WHAT THIS TASK INVOLVES: Retype every line of the listing below without any changes.
┄┄┄┄┄┄┄┄┄┄
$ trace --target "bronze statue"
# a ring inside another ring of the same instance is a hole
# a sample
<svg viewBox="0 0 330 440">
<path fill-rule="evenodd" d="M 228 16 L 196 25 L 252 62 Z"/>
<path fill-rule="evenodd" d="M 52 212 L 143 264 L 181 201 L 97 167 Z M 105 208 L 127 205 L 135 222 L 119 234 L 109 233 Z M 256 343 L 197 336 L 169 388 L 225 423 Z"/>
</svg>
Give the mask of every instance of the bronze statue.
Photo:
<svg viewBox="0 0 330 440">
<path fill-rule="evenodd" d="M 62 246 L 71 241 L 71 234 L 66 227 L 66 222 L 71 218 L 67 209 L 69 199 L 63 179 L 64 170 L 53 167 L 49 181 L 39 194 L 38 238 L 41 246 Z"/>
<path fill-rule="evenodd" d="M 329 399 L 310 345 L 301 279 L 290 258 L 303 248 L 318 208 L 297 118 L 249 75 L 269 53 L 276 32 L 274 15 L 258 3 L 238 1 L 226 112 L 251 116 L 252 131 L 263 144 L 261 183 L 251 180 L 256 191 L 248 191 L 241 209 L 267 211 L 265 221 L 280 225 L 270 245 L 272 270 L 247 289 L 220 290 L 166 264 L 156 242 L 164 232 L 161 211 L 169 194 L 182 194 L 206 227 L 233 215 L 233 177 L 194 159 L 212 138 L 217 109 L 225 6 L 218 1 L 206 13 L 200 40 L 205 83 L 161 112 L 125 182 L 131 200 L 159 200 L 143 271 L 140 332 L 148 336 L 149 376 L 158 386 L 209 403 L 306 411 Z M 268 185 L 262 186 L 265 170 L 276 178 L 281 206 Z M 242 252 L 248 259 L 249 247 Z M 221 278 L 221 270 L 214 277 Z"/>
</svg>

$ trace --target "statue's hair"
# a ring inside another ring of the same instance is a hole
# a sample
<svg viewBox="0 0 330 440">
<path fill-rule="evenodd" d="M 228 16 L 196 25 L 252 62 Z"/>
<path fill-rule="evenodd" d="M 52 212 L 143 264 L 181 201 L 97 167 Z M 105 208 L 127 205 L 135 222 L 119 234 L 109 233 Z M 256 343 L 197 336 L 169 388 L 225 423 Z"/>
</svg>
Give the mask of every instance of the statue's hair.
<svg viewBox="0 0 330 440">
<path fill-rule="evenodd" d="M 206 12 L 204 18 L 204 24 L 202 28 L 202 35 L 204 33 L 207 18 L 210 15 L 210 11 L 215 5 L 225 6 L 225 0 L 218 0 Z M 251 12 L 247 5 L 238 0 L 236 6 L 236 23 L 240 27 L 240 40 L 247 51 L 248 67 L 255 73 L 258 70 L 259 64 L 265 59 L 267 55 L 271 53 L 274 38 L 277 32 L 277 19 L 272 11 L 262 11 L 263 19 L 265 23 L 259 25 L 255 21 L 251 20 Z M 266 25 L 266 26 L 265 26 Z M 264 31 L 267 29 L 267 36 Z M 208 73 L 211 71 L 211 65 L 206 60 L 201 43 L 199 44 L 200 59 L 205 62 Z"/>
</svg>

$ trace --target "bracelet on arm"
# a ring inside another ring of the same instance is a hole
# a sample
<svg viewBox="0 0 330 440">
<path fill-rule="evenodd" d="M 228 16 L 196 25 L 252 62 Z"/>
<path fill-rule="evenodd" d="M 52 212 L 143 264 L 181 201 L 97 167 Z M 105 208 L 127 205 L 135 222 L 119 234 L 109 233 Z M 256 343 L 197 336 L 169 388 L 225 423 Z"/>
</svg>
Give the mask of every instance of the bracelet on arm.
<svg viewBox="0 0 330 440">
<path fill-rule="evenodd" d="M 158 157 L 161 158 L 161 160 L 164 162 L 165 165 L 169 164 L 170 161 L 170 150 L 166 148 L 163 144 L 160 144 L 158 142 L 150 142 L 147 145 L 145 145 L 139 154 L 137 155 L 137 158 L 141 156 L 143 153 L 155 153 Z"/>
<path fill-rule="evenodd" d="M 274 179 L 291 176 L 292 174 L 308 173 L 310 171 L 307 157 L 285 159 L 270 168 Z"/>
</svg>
┄┄┄┄┄┄┄┄┄┄
SOLUTION TO THE PROBLEM:
$ trace --target "bronze statue"
# a ring inside another ring of the same instance is a hole
# a sample
<svg viewBox="0 0 330 440">
<path fill-rule="evenodd" d="M 228 16 L 196 25 L 252 62 Z"/>
<path fill-rule="evenodd" d="M 52 212 L 143 264 L 181 201 L 97 167 Z M 105 208 L 127 205 L 135 222 L 119 234 L 109 233 Z M 256 343 L 197 336 L 169 388 L 225 423 Z"/>
</svg>
Give the mask of every instance of the bronze statue.
Photo:
<svg viewBox="0 0 330 440">
<path fill-rule="evenodd" d="M 62 246 L 71 241 L 71 234 L 66 227 L 66 222 L 71 218 L 67 209 L 69 199 L 63 179 L 64 170 L 53 167 L 49 181 L 39 194 L 38 238 L 41 246 Z"/>
<path fill-rule="evenodd" d="M 329 399 L 310 345 L 301 279 L 290 258 L 303 248 L 318 208 L 297 118 L 249 75 L 269 53 L 276 32 L 274 15 L 258 3 L 238 1 L 226 112 L 251 116 L 252 131 L 263 144 L 261 183 L 251 180 L 256 191 L 248 191 L 241 209 L 267 211 L 265 221 L 280 225 L 270 245 L 272 270 L 247 289 L 220 290 L 166 264 L 156 242 L 164 232 L 161 211 L 169 194 L 182 194 L 206 227 L 233 215 L 233 177 L 194 159 L 212 138 L 217 109 L 225 6 L 218 1 L 206 13 L 200 40 L 205 83 L 161 112 L 125 182 L 131 200 L 159 200 L 143 271 L 140 332 L 148 336 L 149 376 L 158 386 L 209 403 L 306 411 Z M 268 185 L 262 186 L 265 170 L 276 178 L 281 206 Z M 242 252 L 248 259 L 249 247 Z M 221 278 L 221 270 L 214 277 Z"/>
</svg>

$ trace --target "statue's hair"
# a ring inside another ring of the same instance is a hole
# a sample
<svg viewBox="0 0 330 440">
<path fill-rule="evenodd" d="M 228 16 L 196 25 L 252 62 Z"/>
<path fill-rule="evenodd" d="M 52 212 L 143 264 L 181 201 L 97 167 Z M 105 208 L 127 205 L 135 222 L 119 234 L 109 233 Z M 256 343 L 197 336 L 169 388 L 225 423 Z"/>
</svg>
Give the mask of every instance of the statue's hair.
<svg viewBox="0 0 330 440">
<path fill-rule="evenodd" d="M 206 12 L 204 18 L 204 24 L 202 28 L 202 35 L 204 33 L 207 18 L 210 15 L 210 11 L 215 5 L 225 6 L 225 0 L 218 0 Z M 251 12 L 247 5 L 238 0 L 236 6 L 236 23 L 240 27 L 240 40 L 247 51 L 248 67 L 255 73 L 258 70 L 259 64 L 265 59 L 267 55 L 271 53 L 274 38 L 277 32 L 277 19 L 272 11 L 262 11 L 263 19 L 265 23 L 259 25 L 255 21 L 251 20 Z M 266 25 L 266 26 L 265 26 Z M 264 31 L 267 29 L 267 36 Z M 208 73 L 211 71 L 211 65 L 206 60 L 201 43 L 199 44 L 200 59 L 205 62 Z"/>
</svg>

$ trace --target "bracelet on arm"
# a ring inside another ring of the same instance is a hole
# a sample
<svg viewBox="0 0 330 440">
<path fill-rule="evenodd" d="M 228 16 L 196 25 L 252 62 Z"/>
<path fill-rule="evenodd" d="M 52 212 L 143 264 L 181 201 L 97 167 Z M 105 208 L 127 205 L 135 222 L 119 234 L 109 233 Z M 256 343 L 197 336 L 169 388 L 225 423 Z"/>
</svg>
Give the mask of every instance of the bracelet on arm.
<svg viewBox="0 0 330 440">
<path fill-rule="evenodd" d="M 158 157 L 161 158 L 161 160 L 164 162 L 165 165 L 169 164 L 170 161 L 170 150 L 166 148 L 163 144 L 160 144 L 158 142 L 150 142 L 147 145 L 145 145 L 139 154 L 137 155 L 137 158 L 141 156 L 143 153 L 155 153 Z"/>
<path fill-rule="evenodd" d="M 274 179 L 291 176 L 292 174 L 308 173 L 310 171 L 307 157 L 285 159 L 270 168 Z"/>
</svg>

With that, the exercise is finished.